* Do this
Pull out every row below that contains the word "balcony", and copy each of those rows in full.

(Saved entries)

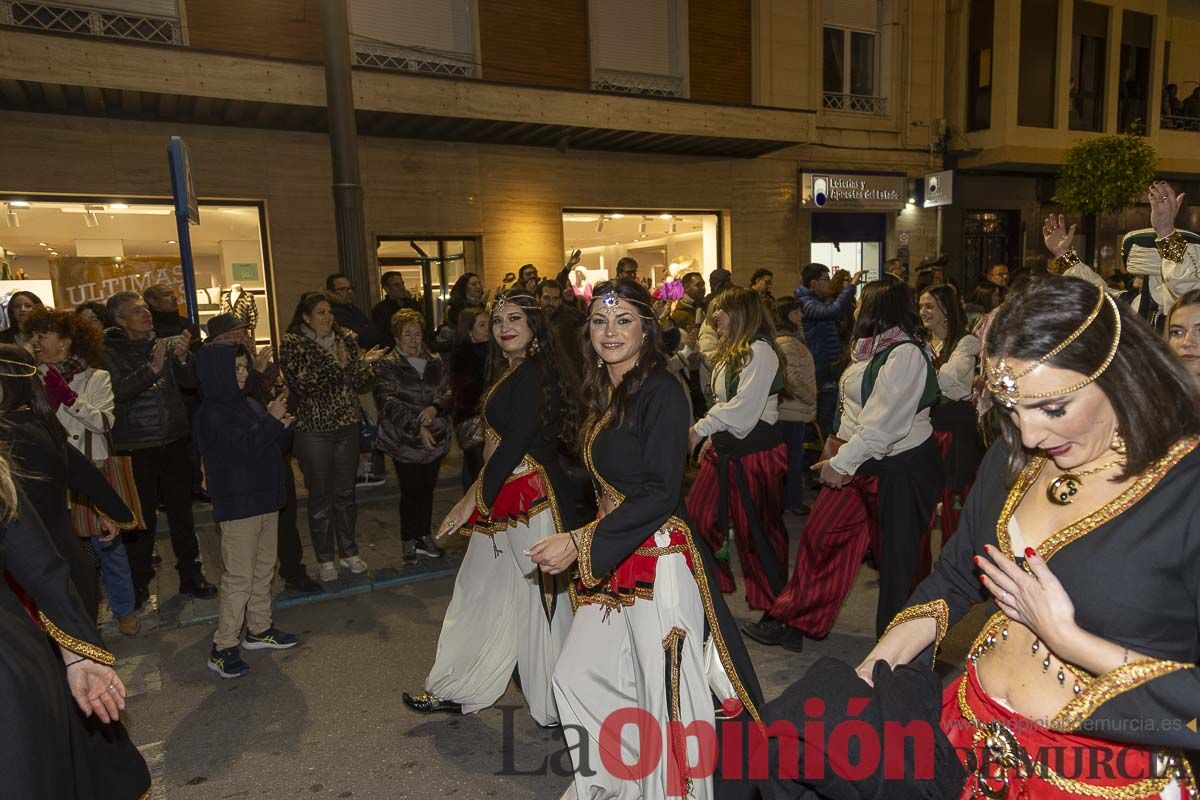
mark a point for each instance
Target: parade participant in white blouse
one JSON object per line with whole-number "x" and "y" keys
{"x": 882, "y": 465}
{"x": 743, "y": 462}
{"x": 955, "y": 423}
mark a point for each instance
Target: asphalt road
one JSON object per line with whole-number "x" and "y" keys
{"x": 325, "y": 720}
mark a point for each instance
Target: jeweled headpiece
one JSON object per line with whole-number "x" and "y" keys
{"x": 1002, "y": 380}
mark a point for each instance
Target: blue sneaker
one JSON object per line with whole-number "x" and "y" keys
{"x": 227, "y": 662}
{"x": 273, "y": 638}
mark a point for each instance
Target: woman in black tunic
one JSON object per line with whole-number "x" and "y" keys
{"x": 47, "y": 467}
{"x": 672, "y": 645}
{"x": 504, "y": 613}
{"x": 61, "y": 697}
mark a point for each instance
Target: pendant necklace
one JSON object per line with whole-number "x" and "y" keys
{"x": 1062, "y": 489}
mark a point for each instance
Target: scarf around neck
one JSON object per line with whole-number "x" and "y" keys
{"x": 865, "y": 349}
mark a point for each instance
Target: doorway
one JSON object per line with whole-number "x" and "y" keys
{"x": 430, "y": 265}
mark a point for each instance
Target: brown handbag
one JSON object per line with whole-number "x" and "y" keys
{"x": 118, "y": 470}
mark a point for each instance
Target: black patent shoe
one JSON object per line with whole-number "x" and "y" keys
{"x": 426, "y": 703}
{"x": 766, "y": 631}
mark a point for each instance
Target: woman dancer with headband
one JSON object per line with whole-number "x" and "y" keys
{"x": 504, "y": 612}
{"x": 640, "y": 559}
{"x": 1083, "y": 535}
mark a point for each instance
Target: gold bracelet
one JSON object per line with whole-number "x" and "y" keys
{"x": 1173, "y": 248}
{"x": 1068, "y": 260}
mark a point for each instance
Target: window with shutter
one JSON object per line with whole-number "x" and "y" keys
{"x": 431, "y": 36}
{"x": 141, "y": 20}
{"x": 637, "y": 46}
{"x": 850, "y": 56}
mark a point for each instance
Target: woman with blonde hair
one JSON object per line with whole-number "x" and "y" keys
{"x": 742, "y": 453}
{"x": 412, "y": 392}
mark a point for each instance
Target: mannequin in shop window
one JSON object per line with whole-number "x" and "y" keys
{"x": 240, "y": 304}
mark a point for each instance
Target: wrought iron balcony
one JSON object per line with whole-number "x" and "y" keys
{"x": 856, "y": 103}
{"x": 411, "y": 59}
{"x": 111, "y": 23}
{"x": 637, "y": 83}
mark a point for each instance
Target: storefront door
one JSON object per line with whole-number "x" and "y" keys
{"x": 850, "y": 241}
{"x": 430, "y": 266}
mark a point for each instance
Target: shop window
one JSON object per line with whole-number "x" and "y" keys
{"x": 979, "y": 48}
{"x": 1133, "y": 91}
{"x": 429, "y": 36}
{"x": 77, "y": 251}
{"x": 665, "y": 244}
{"x": 637, "y": 46}
{"x": 1089, "y": 59}
{"x": 850, "y": 58}
{"x": 1039, "y": 62}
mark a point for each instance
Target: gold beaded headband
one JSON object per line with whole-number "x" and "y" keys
{"x": 10, "y": 368}
{"x": 607, "y": 304}
{"x": 1002, "y": 380}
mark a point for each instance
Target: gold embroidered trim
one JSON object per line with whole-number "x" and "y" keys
{"x": 1139, "y": 791}
{"x": 936, "y": 609}
{"x": 78, "y": 647}
{"x": 1068, "y": 260}
{"x": 587, "y": 533}
{"x": 673, "y": 647}
{"x": 1108, "y": 686}
{"x": 1119, "y": 505}
{"x": 605, "y": 487}
{"x": 659, "y": 552}
{"x": 714, "y": 626}
{"x": 1173, "y": 248}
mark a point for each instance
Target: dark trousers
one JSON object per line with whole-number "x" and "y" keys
{"x": 329, "y": 461}
{"x": 417, "y": 485}
{"x": 163, "y": 474}
{"x": 472, "y": 465}
{"x": 291, "y": 551}
{"x": 793, "y": 482}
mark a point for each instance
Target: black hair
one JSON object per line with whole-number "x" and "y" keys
{"x": 17, "y": 295}
{"x": 96, "y": 308}
{"x": 811, "y": 272}
{"x": 310, "y": 300}
{"x": 599, "y": 395}
{"x": 558, "y": 382}
{"x": 27, "y": 391}
{"x": 947, "y": 299}
{"x": 1152, "y": 396}
{"x": 887, "y": 304}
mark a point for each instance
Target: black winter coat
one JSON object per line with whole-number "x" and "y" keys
{"x": 401, "y": 395}
{"x": 240, "y": 441}
{"x": 149, "y": 408}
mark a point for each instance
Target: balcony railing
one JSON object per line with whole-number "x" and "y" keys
{"x": 856, "y": 103}
{"x": 91, "y": 22}
{"x": 1180, "y": 122}
{"x": 637, "y": 83}
{"x": 409, "y": 59}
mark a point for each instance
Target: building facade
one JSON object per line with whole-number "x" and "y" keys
{"x": 492, "y": 133}
{"x": 1026, "y": 79}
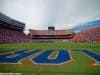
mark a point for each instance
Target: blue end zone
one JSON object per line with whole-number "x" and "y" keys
{"x": 92, "y": 55}
{"x": 63, "y": 56}
{"x": 21, "y": 54}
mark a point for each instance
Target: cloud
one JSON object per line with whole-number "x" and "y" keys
{"x": 39, "y": 14}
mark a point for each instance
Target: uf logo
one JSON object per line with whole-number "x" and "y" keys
{"x": 46, "y": 57}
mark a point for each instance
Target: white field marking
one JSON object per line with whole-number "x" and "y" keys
{"x": 54, "y": 64}
{"x": 96, "y": 62}
{"x": 50, "y": 56}
{"x": 19, "y": 62}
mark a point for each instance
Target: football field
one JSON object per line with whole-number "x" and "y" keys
{"x": 60, "y": 58}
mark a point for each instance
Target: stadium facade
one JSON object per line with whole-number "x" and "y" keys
{"x": 11, "y": 31}
{"x": 51, "y": 35}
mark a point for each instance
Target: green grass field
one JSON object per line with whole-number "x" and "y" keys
{"x": 80, "y": 65}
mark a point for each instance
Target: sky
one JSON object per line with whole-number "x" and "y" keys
{"x": 63, "y": 14}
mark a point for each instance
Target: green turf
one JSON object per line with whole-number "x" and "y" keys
{"x": 78, "y": 67}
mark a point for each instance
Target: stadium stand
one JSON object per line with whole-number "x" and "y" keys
{"x": 11, "y": 31}
{"x": 51, "y": 35}
{"x": 90, "y": 35}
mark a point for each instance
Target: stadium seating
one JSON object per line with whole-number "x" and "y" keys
{"x": 91, "y": 35}
{"x": 12, "y": 36}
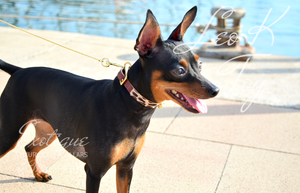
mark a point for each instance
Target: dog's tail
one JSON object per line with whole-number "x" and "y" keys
{"x": 10, "y": 69}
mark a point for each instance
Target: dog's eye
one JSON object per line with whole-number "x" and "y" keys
{"x": 199, "y": 65}
{"x": 179, "y": 71}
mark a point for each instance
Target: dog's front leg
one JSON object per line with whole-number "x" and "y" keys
{"x": 124, "y": 176}
{"x": 92, "y": 180}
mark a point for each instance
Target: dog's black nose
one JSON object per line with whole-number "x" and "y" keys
{"x": 214, "y": 91}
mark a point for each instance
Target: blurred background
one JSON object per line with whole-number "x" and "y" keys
{"x": 124, "y": 18}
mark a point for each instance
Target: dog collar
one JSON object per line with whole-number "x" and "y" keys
{"x": 122, "y": 76}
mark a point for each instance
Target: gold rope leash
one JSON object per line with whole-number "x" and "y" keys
{"x": 105, "y": 61}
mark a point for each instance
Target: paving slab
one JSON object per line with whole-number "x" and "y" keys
{"x": 260, "y": 126}
{"x": 260, "y": 171}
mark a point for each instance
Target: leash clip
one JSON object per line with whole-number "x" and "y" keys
{"x": 126, "y": 67}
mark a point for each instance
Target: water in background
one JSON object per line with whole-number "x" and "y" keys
{"x": 285, "y": 33}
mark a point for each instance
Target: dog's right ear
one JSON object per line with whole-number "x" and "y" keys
{"x": 149, "y": 36}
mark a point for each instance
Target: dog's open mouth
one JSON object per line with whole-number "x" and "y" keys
{"x": 190, "y": 104}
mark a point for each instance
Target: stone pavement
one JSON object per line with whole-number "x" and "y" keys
{"x": 248, "y": 142}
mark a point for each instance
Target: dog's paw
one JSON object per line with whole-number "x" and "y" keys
{"x": 42, "y": 177}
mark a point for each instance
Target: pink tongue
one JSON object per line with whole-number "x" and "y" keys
{"x": 199, "y": 104}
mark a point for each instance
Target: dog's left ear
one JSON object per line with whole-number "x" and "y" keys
{"x": 149, "y": 37}
{"x": 179, "y": 31}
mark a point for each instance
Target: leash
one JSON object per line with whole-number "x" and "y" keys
{"x": 104, "y": 61}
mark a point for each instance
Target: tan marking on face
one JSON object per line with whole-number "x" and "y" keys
{"x": 196, "y": 57}
{"x": 159, "y": 87}
{"x": 184, "y": 63}
{"x": 121, "y": 150}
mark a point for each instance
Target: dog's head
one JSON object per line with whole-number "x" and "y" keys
{"x": 175, "y": 72}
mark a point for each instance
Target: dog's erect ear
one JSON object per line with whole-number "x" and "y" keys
{"x": 149, "y": 36}
{"x": 179, "y": 31}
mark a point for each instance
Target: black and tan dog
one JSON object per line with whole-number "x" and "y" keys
{"x": 103, "y": 122}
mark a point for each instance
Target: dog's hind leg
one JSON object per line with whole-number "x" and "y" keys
{"x": 10, "y": 132}
{"x": 44, "y": 136}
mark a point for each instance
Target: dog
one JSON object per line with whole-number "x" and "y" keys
{"x": 103, "y": 122}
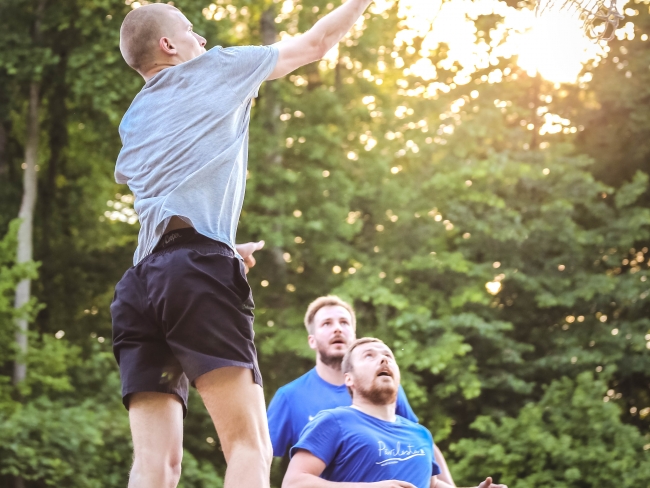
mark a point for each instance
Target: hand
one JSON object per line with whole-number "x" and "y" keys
{"x": 246, "y": 251}
{"x": 390, "y": 484}
{"x": 488, "y": 484}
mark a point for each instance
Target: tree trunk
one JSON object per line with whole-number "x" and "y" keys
{"x": 3, "y": 145}
{"x": 26, "y": 214}
{"x": 271, "y": 124}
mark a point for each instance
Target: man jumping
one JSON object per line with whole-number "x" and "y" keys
{"x": 366, "y": 444}
{"x": 331, "y": 327}
{"x": 183, "y": 314}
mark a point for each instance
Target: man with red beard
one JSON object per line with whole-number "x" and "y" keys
{"x": 366, "y": 444}
{"x": 331, "y": 325}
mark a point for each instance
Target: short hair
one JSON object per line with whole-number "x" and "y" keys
{"x": 139, "y": 35}
{"x": 327, "y": 301}
{"x": 346, "y": 364}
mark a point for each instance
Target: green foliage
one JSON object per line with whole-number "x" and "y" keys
{"x": 570, "y": 438}
{"x": 505, "y": 267}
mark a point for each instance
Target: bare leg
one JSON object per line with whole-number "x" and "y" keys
{"x": 157, "y": 430}
{"x": 236, "y": 405}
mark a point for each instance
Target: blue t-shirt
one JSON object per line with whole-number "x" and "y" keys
{"x": 357, "y": 447}
{"x": 297, "y": 403}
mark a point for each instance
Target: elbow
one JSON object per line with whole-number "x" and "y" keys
{"x": 321, "y": 50}
{"x": 318, "y": 47}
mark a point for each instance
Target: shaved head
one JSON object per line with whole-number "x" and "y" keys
{"x": 141, "y": 32}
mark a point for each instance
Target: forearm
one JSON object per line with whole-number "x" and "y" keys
{"x": 444, "y": 475}
{"x": 329, "y": 30}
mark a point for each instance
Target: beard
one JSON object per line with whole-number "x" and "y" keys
{"x": 378, "y": 394}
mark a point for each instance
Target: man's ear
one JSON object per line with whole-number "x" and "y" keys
{"x": 166, "y": 46}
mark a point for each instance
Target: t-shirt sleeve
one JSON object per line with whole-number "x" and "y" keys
{"x": 403, "y": 408}
{"x": 435, "y": 469}
{"x": 321, "y": 437}
{"x": 246, "y": 67}
{"x": 280, "y": 427}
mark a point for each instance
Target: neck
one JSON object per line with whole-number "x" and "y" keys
{"x": 382, "y": 412}
{"x": 157, "y": 68}
{"x": 330, "y": 374}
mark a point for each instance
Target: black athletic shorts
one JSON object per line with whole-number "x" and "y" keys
{"x": 184, "y": 310}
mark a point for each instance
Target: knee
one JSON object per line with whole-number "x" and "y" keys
{"x": 254, "y": 447}
{"x": 157, "y": 469}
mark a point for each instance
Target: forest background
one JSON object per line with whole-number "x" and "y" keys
{"x": 490, "y": 224}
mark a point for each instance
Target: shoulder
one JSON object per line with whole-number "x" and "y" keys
{"x": 415, "y": 427}
{"x": 297, "y": 384}
{"x": 337, "y": 415}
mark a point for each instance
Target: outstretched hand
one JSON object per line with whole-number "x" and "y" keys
{"x": 246, "y": 251}
{"x": 488, "y": 484}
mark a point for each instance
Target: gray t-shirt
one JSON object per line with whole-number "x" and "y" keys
{"x": 185, "y": 143}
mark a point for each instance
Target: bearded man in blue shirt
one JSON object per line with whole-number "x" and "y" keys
{"x": 366, "y": 444}
{"x": 331, "y": 325}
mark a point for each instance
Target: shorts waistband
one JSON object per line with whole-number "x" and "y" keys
{"x": 190, "y": 238}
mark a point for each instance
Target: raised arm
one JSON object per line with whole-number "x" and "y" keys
{"x": 314, "y": 44}
{"x": 305, "y": 469}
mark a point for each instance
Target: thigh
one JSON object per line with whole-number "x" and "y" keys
{"x": 146, "y": 362}
{"x": 236, "y": 404}
{"x": 204, "y": 304}
{"x": 157, "y": 428}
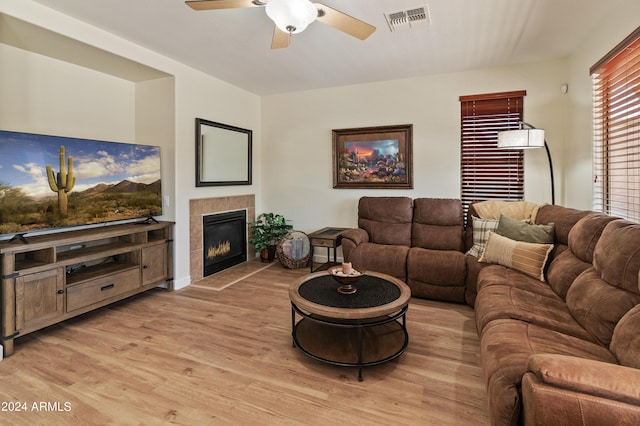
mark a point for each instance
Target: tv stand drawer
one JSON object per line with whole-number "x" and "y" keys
{"x": 102, "y": 288}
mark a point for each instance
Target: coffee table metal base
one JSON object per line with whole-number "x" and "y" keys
{"x": 350, "y": 343}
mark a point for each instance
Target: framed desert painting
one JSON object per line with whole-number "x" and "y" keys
{"x": 373, "y": 157}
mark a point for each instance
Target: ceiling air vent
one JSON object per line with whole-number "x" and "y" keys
{"x": 408, "y": 18}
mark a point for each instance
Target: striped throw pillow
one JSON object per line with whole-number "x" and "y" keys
{"x": 529, "y": 258}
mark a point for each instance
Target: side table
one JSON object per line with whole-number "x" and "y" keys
{"x": 329, "y": 237}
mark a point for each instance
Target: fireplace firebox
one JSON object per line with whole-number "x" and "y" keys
{"x": 224, "y": 240}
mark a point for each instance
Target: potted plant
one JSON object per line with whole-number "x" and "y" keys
{"x": 266, "y": 231}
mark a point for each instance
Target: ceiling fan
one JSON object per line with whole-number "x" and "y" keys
{"x": 293, "y": 16}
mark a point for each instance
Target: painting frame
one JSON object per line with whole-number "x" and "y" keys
{"x": 373, "y": 157}
{"x": 234, "y": 165}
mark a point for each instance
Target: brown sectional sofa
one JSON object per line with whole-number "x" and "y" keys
{"x": 561, "y": 351}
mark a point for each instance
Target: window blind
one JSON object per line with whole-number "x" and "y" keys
{"x": 489, "y": 172}
{"x": 616, "y": 130}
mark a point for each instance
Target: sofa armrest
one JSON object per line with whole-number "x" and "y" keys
{"x": 560, "y": 389}
{"x": 597, "y": 378}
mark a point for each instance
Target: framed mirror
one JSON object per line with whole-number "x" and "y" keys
{"x": 223, "y": 154}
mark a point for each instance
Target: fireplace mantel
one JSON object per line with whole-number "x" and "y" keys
{"x": 204, "y": 206}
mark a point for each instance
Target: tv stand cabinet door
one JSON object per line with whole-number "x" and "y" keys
{"x": 39, "y": 299}
{"x": 154, "y": 264}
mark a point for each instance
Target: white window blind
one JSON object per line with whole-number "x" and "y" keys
{"x": 616, "y": 132}
{"x": 489, "y": 172}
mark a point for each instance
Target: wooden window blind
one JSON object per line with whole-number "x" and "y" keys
{"x": 616, "y": 130}
{"x": 489, "y": 172}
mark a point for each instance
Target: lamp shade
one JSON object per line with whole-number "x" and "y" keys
{"x": 291, "y": 16}
{"x": 521, "y": 139}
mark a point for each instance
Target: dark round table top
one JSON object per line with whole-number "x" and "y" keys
{"x": 377, "y": 294}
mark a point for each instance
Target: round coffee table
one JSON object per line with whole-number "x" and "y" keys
{"x": 361, "y": 329}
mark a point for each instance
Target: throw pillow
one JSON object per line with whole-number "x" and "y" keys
{"x": 529, "y": 258}
{"x": 481, "y": 229}
{"x": 523, "y": 231}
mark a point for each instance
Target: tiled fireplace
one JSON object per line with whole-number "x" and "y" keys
{"x": 198, "y": 209}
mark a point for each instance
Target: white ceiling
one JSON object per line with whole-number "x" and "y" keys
{"x": 234, "y": 45}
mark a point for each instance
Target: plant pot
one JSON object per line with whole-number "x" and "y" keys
{"x": 268, "y": 254}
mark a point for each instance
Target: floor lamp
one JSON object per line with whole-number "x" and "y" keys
{"x": 527, "y": 138}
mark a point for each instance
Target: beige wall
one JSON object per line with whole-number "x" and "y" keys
{"x": 51, "y": 96}
{"x": 292, "y": 170}
{"x": 297, "y": 144}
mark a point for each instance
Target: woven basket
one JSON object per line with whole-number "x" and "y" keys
{"x": 286, "y": 250}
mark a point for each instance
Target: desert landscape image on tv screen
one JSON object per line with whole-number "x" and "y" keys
{"x": 51, "y": 182}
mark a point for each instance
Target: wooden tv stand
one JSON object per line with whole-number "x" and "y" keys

* Result of this task
Target: wrought iron balcony
Target: balcony railing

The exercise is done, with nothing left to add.